[INFORMATION GIVEN]
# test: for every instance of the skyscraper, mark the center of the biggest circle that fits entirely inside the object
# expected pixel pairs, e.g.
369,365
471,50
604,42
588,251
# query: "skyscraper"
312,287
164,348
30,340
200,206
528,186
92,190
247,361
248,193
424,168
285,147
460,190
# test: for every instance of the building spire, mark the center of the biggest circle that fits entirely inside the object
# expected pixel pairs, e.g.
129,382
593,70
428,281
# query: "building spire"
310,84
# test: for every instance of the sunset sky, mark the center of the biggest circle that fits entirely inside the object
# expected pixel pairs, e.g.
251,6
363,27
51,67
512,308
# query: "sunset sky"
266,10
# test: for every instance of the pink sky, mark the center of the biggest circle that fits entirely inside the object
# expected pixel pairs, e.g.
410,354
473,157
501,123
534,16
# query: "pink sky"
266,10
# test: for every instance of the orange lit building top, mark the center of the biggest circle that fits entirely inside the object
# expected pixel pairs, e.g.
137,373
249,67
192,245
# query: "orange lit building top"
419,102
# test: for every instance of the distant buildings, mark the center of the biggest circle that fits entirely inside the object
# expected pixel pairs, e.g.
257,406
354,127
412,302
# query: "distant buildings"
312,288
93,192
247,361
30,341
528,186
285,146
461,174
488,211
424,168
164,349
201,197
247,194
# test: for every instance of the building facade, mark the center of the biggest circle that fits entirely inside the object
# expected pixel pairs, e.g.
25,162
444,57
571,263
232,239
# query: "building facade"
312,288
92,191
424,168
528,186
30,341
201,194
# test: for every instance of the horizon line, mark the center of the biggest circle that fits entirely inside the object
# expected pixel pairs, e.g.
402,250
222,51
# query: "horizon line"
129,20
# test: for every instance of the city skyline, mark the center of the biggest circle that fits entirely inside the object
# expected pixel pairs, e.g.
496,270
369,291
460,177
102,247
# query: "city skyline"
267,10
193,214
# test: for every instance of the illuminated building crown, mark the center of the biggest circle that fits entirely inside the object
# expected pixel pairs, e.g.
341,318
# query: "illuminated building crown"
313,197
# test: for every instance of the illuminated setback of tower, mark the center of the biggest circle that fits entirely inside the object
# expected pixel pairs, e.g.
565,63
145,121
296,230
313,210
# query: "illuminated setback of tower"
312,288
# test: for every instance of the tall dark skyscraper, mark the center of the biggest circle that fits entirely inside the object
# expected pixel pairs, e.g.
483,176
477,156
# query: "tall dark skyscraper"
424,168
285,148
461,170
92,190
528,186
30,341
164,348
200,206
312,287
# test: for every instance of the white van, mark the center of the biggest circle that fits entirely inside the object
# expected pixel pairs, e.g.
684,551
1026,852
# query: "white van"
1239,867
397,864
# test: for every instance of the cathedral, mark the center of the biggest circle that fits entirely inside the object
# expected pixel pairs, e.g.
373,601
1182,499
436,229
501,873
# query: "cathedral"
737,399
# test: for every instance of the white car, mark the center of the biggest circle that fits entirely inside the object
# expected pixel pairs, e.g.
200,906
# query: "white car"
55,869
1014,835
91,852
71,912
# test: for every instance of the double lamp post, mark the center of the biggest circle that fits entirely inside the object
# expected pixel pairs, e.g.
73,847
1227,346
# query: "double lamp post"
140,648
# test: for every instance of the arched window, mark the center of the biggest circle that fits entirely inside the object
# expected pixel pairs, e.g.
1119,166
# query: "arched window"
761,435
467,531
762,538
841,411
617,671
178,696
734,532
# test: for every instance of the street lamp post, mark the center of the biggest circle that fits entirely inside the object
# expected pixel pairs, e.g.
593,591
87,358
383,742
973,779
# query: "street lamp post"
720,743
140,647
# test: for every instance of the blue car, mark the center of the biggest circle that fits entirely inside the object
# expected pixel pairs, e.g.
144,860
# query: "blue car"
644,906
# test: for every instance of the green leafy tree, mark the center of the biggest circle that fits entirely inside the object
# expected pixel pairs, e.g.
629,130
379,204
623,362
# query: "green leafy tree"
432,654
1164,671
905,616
[/INFORMATION GIVEN]
TASK DETAILS: Transcribe the entries above, every line exactly as it reads.

TASK RESPONSE:
# test: for every instance of the skyscraper, mark the center of the biggest circle that fits entirely inside the object
# expected pixel pairs, e.g.
369,365
471,50
604,42
588,251
# query: "skyscraper"
312,287
164,348
30,340
200,206
528,186
92,190
247,361
248,193
424,168
285,147
460,190
# test: for every instance of the building spire, mark the center of the biggest circle that fits entirely inside the object
# expected pixel pairs, e.g.
129,382
593,70
428,281
# query: "building spire"
310,84
# test: for every instance of the sunset sky, mark the center of the biggest circle that fits entirely inside the object
# expected pixel pairs, e.g.
251,6
363,27
51,67
512,308
# query: "sunset sky"
266,10
# test: for every instance of the pink sky, mark the center of the biggest circle that fits entirely inside the object
# expected pixel pairs, e.g.
410,354
473,157
501,123
534,16
# query: "pink sky"
266,10
# test: for every instance of the orange lit building top, mark the center of the biggest circle that fits entirely inside the object
# expected pixel pairs, e.g.
137,373
249,67
192,245
# query: "orange lit building top"
419,102
# test: for every instance of the distant buildings, mark the center of the biggest circle that fits entirely inside the object
# expected pixel pairs, e.g.
257,406
354,127
412,302
# query: "distant buildings"
312,288
93,192
247,361
30,341
528,186
285,146
461,174
488,211
424,168
164,349
201,197
247,194
# test: for every instance of the building facade, mark the center of the biggest circle that fits entirely inside the object
# expected pixel pairs, e.g.
25,162
444,57
571,263
232,239
# query: "building facade"
312,288
92,191
424,168
528,186
30,341
201,194
# test: for every instance of the horizon line, mark the center of the biggest circle that fits entirely inside the object
# expected pixel pairs, e.g.
402,250
222,51
# query: "horizon line"
129,20
# test: for every instance of the city skyline, mark the center of the biggest circle that fits entirely inside the object
# expected pixel pairs, e.g.
496,270
369,291
460,177
102,247
# query: "city skyline"
267,10
193,214
# test: for every instance of the illuminated building crown, mark the center of the biggest circle that fits entirely inside the object
# expected pixel pairs, e.g.
341,318
# query: "illuminated building crown"
313,197
# test: for every instance of the illuminated setback of tower, mark the center of the biggest circle that fits entirely inside the object
# expected pixel pairs, e.g.
565,63
145,121
296,230
313,210
# query: "illuminated setback of tower"
312,288
# test: for every instance of the tall dark skyscraper, mark the center of the biggest circle that fits entirely inside the object
# expected pixel pairs, e.g.
483,176
477,156
# query: "tall dark skyscraper"
424,168
285,148
461,170
92,190
528,186
30,341
164,348
200,206
312,287
# test: for every instance of the white van, mark the center of the biggest circle that fits entirely inside the object
# expected pixel pairs, e.g.
684,551
1026,852
# query: "white van"
1239,867
397,864
# test: for every instance of the cathedral, mark the center of the biggest circle that fits entirely inside the object
# expected pixel pairs, e.g.
373,601
1182,499
436,229
501,873
# query: "cathedral"
737,399
# test: for every instance of the white car, mark the center of the biggest circle that fits entirely inside the object
# expected pixel pairs, e.g.
200,906
# query: "white car"
55,869
1014,835
91,852
71,912
# test: for every instance of the double lamp post, mark the center of the biggest circle that fits entirely inside the object
# expected pixel pairs, e.g.
73,847
1227,346
# query: "double lamp post"
140,648
# test: for every instance of the arched window, mark the center of the biggest circle that fits entirely inside the object
# expected pixel pairs, e.g.
1119,166
# query: "arched window"
761,435
467,531
762,538
841,411
617,671
178,696
734,532
# test: for every instance of the street lamp post, mark the center of the biggest circle that fits entirely inside the object
# expected pixel pairs, e.g.
593,591
87,358
383,742
973,779
# query: "street lamp post"
720,743
140,647
# test: for every instance of the blue car, mark the center of the biggest circle that fits entirely inside the object
# expected pixel pairs, e.g.
144,860
# query: "blue car"
644,906
# test: for every instance of the green leafy tree, mark the center of the biggest circle that fits entirely inside the object
# expected pixel pairs, e.g.
629,130
379,204
623,362
# query: "green leafy tree"
432,654
1164,671
905,616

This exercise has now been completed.